(Written problem)
In the Splink DatabaseAPI page, translate this sentence into French: "A Splink DatabaseAPI is the object that allows Splink to communicate with a SQL backend."

(Page excerpt)
■ ■ ■ ■ ■ ■ ■

DatabaseAPI
A Splink DatabaseAPI
is the object that allows Splink to communicate with a SQL backend.
splinkclickhouse
has two versions available, depending on which mode you are working in. Both inherit from splinkclickhouse.database_api.ClickhouseAPI
, which implements most of the core functionality.
ClickhouseServerAPI
Set up a ClickhouseServerAPI
by providing a client configured to your instance:
import clickhouse_connect
from splinkclickhouse import ClickhouseServerAPI
client = clickhouse_connect.get_client(
host="127.0.0.1",
port=8443,
username="splink_user",
password="password",
database="database",
)
db_api = ClickhouseServerAPI(client)
Data ingestion
It is recommended that any data you wish to deduplicate/link with Splink you load into Clickhouse yourself. You will then just use the names of tables in the database when you need to reference them.
Additionally ClickhouseServerAPI
can process pandas.DataFrame
s, which can be useful for trying out ideas or playing around. This will try to infer appropriate types on a 'best effort' basis, but may well get things wrong, particularly for more complex types, so should not be relied upon.
You can pass a pandas frame anywhere that Splink expects a table, or instead you can register it once and refer to it by name:
import clickhouse_connect
from splink import splink_datasets
from splinkclickhouse import ClickhouseServerAPI
client = clickhouse_connect.get_client(
host="localhost",
port=8123,
username="user",
password="password",
database=db_name,
)
db_api = ClickhouseServerAPI(client)
df = splink_datasets.fake_1000
db_api.register_table(df, "fake_1000_people")
# 'fake_1000_people' will now be registered in your database, and you can refer to this for further Splink operations
set_union_default_mode()

■ ■ ■ ■ ■ ■ ■

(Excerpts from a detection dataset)
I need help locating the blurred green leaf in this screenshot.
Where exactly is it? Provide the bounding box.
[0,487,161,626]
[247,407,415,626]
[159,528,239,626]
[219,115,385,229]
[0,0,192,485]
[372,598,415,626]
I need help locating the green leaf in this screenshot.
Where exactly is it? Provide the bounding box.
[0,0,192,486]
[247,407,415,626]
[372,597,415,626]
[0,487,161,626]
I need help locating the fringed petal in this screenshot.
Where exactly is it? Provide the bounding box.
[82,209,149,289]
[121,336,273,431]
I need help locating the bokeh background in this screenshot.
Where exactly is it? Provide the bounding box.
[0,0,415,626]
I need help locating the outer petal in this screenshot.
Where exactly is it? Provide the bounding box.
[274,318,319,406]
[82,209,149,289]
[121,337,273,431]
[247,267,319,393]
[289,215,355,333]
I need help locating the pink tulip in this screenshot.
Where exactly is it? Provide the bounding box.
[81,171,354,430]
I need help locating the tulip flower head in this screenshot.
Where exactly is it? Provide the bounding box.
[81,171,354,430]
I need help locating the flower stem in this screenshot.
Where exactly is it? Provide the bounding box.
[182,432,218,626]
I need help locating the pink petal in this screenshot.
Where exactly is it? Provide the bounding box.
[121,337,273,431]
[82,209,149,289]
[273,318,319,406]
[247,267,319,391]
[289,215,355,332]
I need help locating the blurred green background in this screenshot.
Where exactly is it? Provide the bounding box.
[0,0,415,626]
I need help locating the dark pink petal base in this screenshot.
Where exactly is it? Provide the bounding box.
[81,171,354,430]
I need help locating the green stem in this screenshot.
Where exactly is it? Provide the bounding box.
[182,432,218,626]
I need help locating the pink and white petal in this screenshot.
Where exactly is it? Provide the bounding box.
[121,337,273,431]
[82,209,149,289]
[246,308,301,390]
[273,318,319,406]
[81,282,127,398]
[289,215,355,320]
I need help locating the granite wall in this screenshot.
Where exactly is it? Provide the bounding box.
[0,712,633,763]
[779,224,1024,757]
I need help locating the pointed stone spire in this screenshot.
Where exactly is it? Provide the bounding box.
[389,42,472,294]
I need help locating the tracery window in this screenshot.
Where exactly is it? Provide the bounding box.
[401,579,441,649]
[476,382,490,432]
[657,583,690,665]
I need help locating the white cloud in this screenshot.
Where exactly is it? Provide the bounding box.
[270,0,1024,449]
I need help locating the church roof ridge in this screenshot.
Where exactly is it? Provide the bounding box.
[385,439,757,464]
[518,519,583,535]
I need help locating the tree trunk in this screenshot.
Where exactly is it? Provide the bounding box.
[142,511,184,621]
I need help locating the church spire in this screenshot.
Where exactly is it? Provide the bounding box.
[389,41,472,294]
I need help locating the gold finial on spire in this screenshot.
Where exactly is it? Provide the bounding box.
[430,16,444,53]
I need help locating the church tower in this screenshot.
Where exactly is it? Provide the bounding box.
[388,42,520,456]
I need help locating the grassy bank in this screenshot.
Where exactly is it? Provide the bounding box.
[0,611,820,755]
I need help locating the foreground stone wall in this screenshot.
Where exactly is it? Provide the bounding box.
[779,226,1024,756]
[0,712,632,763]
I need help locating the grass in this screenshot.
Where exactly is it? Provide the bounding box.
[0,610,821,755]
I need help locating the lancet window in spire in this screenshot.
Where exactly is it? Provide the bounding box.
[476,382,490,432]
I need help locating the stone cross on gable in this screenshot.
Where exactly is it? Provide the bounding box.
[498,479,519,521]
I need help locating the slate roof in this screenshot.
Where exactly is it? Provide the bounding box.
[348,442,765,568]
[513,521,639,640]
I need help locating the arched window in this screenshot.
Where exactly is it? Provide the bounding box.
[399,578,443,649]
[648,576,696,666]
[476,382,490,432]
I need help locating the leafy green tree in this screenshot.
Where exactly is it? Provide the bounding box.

■ ■ ■ ■ ■ ■ ■

(Solved exercise)
Une DatabaseAPI de Splink est l'objet qui permet à Splink de communiquer avec un backend SQL.